- REQUIREMENT -
Copy the material below line for line, without changing anything. Omit the pictures from your copy.
----- SUPPLIED MATERIAL
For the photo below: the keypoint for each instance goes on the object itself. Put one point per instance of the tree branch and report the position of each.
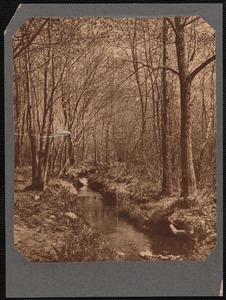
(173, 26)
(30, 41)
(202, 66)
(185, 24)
----------
- THE OUTPUT -
For the photo below: the keypoint for each instance goes on the object itself. Put one point per instance of the tree branch and report the position of each.
(173, 26)
(30, 41)
(202, 66)
(185, 24)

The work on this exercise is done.